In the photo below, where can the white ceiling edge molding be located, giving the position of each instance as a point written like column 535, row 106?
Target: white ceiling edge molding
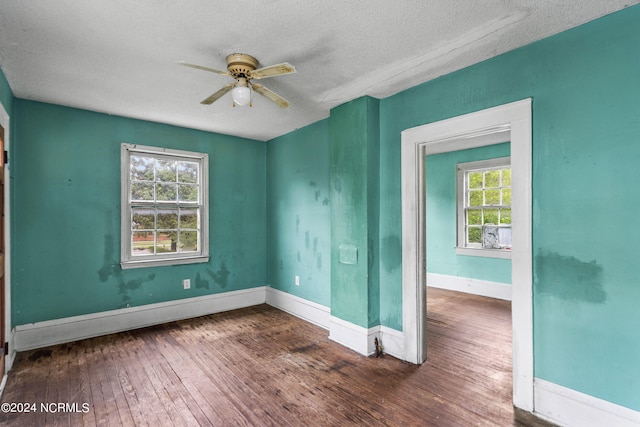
column 398, row 75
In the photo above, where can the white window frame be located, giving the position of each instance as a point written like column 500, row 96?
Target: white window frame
column 462, row 196
column 127, row 260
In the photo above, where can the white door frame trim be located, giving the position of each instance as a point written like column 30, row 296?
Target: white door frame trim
column 5, row 122
column 506, row 122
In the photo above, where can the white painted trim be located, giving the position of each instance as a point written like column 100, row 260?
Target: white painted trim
column 304, row 309
column 392, row 342
column 355, row 337
column 8, row 333
column 451, row 135
column 567, row 407
column 51, row 332
column 470, row 286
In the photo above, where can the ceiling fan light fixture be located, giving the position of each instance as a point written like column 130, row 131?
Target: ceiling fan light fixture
column 241, row 94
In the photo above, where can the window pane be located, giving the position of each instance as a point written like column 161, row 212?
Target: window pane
column 492, row 197
column 475, row 198
column 141, row 168
column 492, row 179
column 189, row 219
column 143, row 219
column 188, row 172
column 166, row 171
column 166, row 192
column 474, row 235
column 142, row 191
column 167, row 242
column 187, row 193
column 506, row 196
column 505, row 216
column 474, row 217
column 475, row 179
column 491, row 216
column 142, row 243
column 506, row 177
column 188, row 241
column 168, row 219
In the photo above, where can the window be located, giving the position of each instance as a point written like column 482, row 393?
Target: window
column 484, row 208
column 164, row 207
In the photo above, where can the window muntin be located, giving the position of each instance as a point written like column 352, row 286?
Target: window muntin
column 164, row 198
column 484, row 206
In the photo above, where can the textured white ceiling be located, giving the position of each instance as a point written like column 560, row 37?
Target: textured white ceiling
column 119, row 56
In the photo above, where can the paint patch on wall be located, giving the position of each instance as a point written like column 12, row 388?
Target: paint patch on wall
column 348, row 254
column 201, row 283
column 221, row 277
column 391, row 253
column 568, row 278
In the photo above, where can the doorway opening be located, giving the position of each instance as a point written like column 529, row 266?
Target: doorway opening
column 486, row 127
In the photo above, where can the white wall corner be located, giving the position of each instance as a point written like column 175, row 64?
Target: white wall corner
column 51, row 332
column 567, row 407
column 306, row 310
column 471, row 286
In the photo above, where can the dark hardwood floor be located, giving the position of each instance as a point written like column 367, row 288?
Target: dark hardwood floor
column 261, row 366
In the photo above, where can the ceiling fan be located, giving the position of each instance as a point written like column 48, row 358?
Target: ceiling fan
column 242, row 67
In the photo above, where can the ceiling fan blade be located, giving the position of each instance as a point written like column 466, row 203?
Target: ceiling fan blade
column 200, row 67
column 271, row 95
column 210, row 100
column 273, row 70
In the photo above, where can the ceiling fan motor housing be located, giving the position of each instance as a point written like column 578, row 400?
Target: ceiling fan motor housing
column 241, row 65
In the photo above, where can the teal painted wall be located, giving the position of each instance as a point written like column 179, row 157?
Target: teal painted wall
column 6, row 94
column 441, row 214
column 299, row 213
column 584, row 85
column 65, row 184
column 354, row 157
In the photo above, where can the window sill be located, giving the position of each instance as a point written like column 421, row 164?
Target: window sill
column 487, row 253
column 162, row 262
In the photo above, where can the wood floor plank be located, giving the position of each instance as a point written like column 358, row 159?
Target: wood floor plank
column 261, row 366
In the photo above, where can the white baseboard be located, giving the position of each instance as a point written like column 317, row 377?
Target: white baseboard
column 470, row 286
column 567, row 407
column 392, row 342
column 304, row 309
column 355, row 337
column 362, row 340
column 51, row 332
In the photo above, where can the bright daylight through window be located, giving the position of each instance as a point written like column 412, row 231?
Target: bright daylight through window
column 164, row 207
column 484, row 208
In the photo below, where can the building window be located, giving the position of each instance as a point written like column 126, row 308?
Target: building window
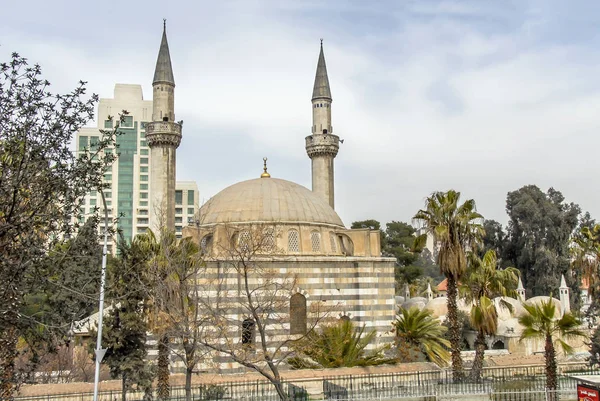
column 269, row 240
column 293, row 241
column 248, row 329
column 298, row 314
column 127, row 122
column 333, row 240
column 315, row 241
column 206, row 243
column 244, row 241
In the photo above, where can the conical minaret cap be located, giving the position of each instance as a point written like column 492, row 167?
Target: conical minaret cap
column 164, row 71
column 321, row 88
column 563, row 283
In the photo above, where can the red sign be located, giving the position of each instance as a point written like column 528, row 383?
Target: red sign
column 587, row 393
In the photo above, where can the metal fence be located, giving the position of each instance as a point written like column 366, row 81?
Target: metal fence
column 503, row 383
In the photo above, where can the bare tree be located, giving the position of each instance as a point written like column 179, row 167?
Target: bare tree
column 175, row 270
column 246, row 304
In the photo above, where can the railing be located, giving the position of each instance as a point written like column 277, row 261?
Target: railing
column 503, row 383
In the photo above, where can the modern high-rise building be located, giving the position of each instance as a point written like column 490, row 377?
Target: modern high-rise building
column 129, row 196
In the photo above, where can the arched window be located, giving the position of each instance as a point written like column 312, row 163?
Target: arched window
column 268, row 244
column 248, row 331
column 298, row 314
column 333, row 241
column 206, row 243
column 315, row 241
column 244, row 241
column 293, row 241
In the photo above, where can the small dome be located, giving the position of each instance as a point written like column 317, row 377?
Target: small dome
column 439, row 306
column 268, row 200
column 538, row 300
column 419, row 302
column 503, row 312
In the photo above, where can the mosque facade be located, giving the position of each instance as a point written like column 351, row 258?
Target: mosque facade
column 330, row 270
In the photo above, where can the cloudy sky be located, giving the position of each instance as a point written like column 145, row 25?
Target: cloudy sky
column 480, row 96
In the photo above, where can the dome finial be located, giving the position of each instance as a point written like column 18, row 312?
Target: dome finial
column 265, row 174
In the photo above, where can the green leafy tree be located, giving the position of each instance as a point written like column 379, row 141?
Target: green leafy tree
column 539, row 232
column 337, row 345
column 42, row 184
column 586, row 261
column 418, row 334
column 540, row 322
column 482, row 283
column 456, row 228
column 174, row 271
column 124, row 335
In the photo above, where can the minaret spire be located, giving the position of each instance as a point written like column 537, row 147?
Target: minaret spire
column 322, row 146
column 163, row 72
column 163, row 135
column 321, row 88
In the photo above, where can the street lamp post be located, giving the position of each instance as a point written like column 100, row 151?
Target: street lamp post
column 99, row 350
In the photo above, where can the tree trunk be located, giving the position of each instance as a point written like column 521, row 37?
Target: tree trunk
column 8, row 355
column 455, row 330
column 188, row 384
column 124, row 387
column 479, row 354
column 163, row 389
column 280, row 390
column 550, row 356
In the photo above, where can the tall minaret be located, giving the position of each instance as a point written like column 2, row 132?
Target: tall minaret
column 564, row 295
column 163, row 135
column 322, row 146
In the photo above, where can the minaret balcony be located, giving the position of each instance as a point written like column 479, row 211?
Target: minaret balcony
column 322, row 144
column 163, row 133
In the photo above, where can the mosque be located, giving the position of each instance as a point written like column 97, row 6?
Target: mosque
column 330, row 267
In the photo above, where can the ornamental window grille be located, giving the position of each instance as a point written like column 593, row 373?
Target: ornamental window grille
column 315, row 241
column 293, row 241
column 269, row 240
column 248, row 331
column 205, row 243
column 244, row 241
column 333, row 242
column 298, row 314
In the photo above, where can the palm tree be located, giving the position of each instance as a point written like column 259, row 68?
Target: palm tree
column 338, row 345
column 482, row 282
column 455, row 229
column 418, row 332
column 540, row 322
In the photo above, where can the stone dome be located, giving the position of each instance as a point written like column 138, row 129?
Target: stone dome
column 268, row 200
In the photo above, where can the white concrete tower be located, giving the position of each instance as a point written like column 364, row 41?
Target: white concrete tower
column 521, row 291
column 163, row 135
column 322, row 146
column 565, row 302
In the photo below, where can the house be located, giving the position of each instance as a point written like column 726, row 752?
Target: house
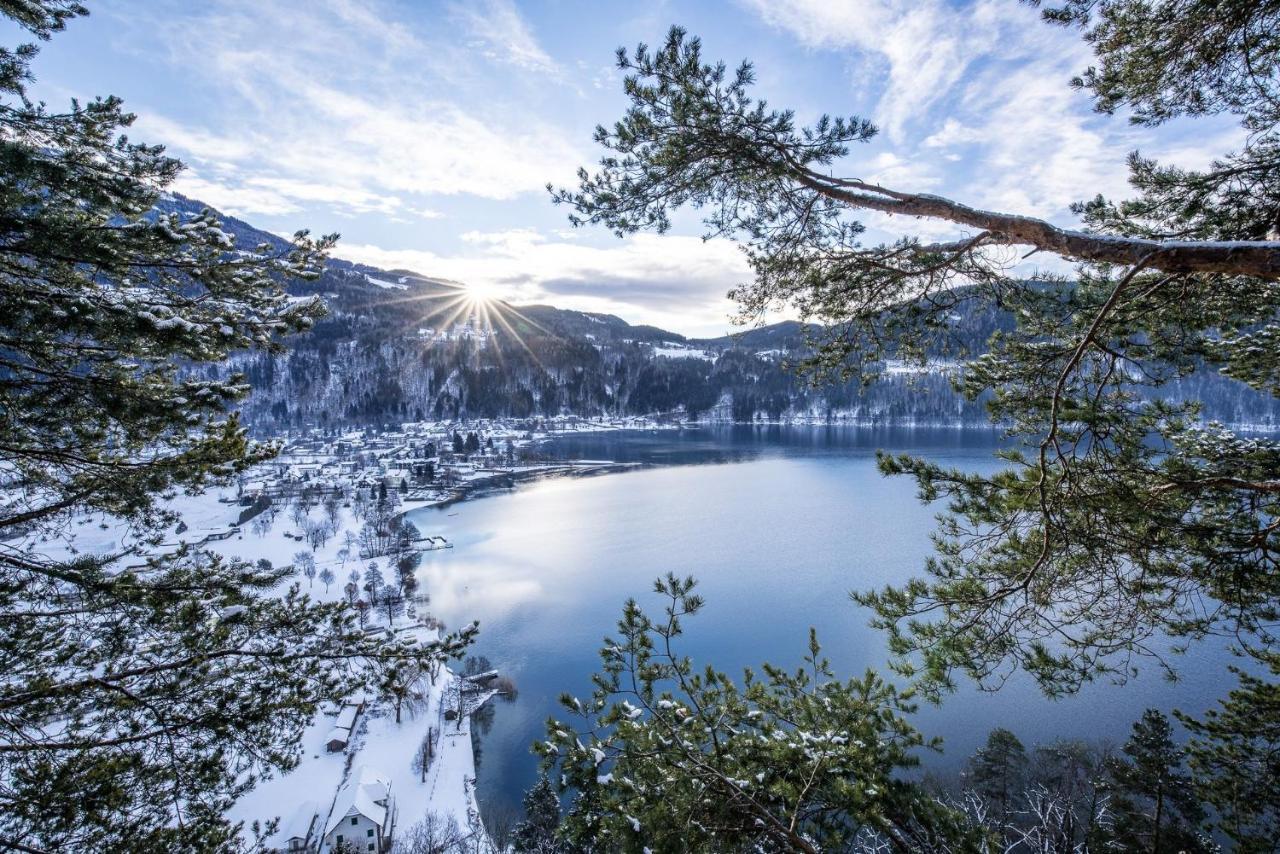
column 364, row 813
column 342, row 729
column 298, row 831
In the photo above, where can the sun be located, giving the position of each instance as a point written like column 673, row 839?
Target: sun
column 481, row 292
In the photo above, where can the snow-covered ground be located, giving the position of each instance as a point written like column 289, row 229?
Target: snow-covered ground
column 379, row 743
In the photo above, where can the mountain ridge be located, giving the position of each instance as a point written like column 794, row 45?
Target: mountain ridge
column 403, row 346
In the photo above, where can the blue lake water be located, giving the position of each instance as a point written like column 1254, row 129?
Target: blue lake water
column 778, row 525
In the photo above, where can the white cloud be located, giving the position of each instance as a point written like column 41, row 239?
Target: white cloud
column 346, row 109
column 974, row 100
column 504, row 35
column 667, row 281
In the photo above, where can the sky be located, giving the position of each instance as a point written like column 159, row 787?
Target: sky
column 425, row 132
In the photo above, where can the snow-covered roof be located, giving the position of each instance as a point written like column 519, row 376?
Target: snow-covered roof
column 346, row 717
column 300, row 823
column 361, row 794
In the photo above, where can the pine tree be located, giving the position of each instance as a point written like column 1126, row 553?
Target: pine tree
column 671, row 757
column 999, row 770
column 1119, row 515
column 137, row 702
column 536, row 832
column 305, row 562
column 1234, row 754
column 1151, row 793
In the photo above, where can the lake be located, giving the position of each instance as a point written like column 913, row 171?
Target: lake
column 778, row 524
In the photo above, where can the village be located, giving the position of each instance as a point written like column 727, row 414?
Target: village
column 379, row 771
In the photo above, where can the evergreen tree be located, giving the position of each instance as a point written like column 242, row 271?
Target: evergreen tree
column 997, row 771
column 1234, row 754
column 137, row 703
column 1151, row 794
column 305, row 562
column 536, row 832
column 1119, row 515
column 670, row 757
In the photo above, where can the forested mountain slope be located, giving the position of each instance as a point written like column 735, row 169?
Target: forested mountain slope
column 401, row 346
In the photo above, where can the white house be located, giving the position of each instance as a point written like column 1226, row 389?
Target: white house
column 364, row 813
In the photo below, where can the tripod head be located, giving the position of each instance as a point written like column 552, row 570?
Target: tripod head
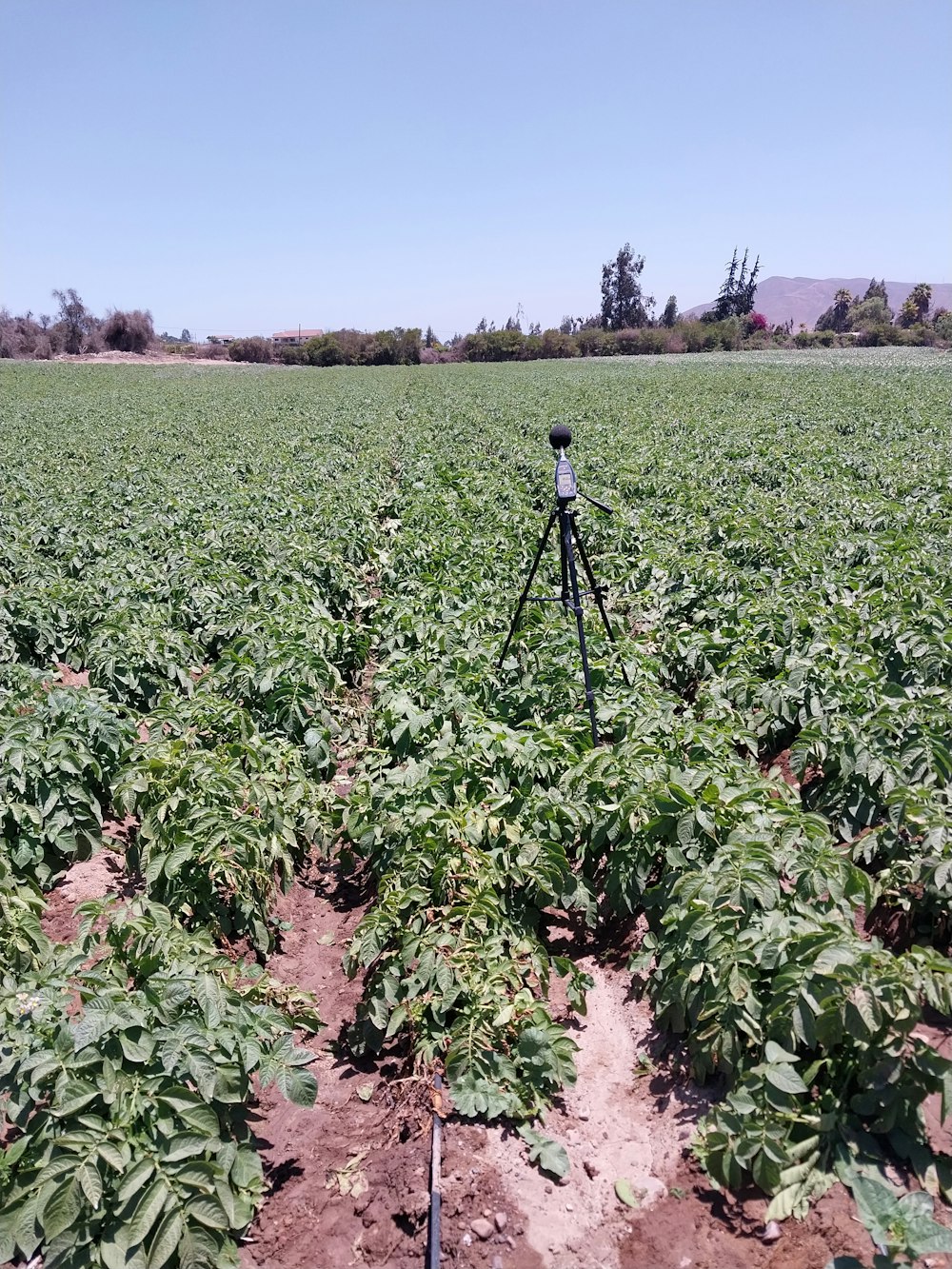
- - -
## TASK REQUIREMENTS
Omit the pictures, then extract verbatim only those lines that fall between the line containing "In the photo above, where can the snow-covered roof" and the final line of the records above, both included.

## ANSWER FOR THE TASK
In the photo above, where can the snow-covered roof be located, giving the position of each instance as a point written like column 519, row 376?
Target: snow-covered roof
column 346, row 717
column 300, row 823
column 361, row 794
In the photo above, where can the pine tree be located, giving the position of each instance as a point written like column 1126, row 553?
Target: pine tree
column 671, row 757
column 999, row 770
column 1119, row 515
column 137, row 702
column 536, row 832
column 305, row 562
column 1234, row 754
column 1151, row 793
In the photo above, where can the lake be located, giving the position of each instance as a point written like column 913, row 171?
Target: lake
column 778, row 524
In the photo above, where can the village be located, giving the position of each instance as a point written like column 727, row 414?
Target: village
column 379, row 771
In the photo above, where can the evergreen tree be located, giving the position of each instance as a point written like column 242, row 271?
Target: evergreen tree
column 997, row 771
column 1234, row 754
column 137, row 703
column 1151, row 794
column 305, row 562
column 536, row 832
column 1119, row 515
column 670, row 757
In the photo above, where can the forested mountain slope be located, giving the position of each instance as a point written like column 735, row 169?
Target: forested mountain slope
column 401, row 346
In the photo above, where can the white house be located, giving the position of each instance as a point written like column 1226, row 389?
Target: white house
column 364, row 813
In the photo below, where can the tripod head be located, giving the position of each instance as a point written like column 552, row 570?
Target: tripod head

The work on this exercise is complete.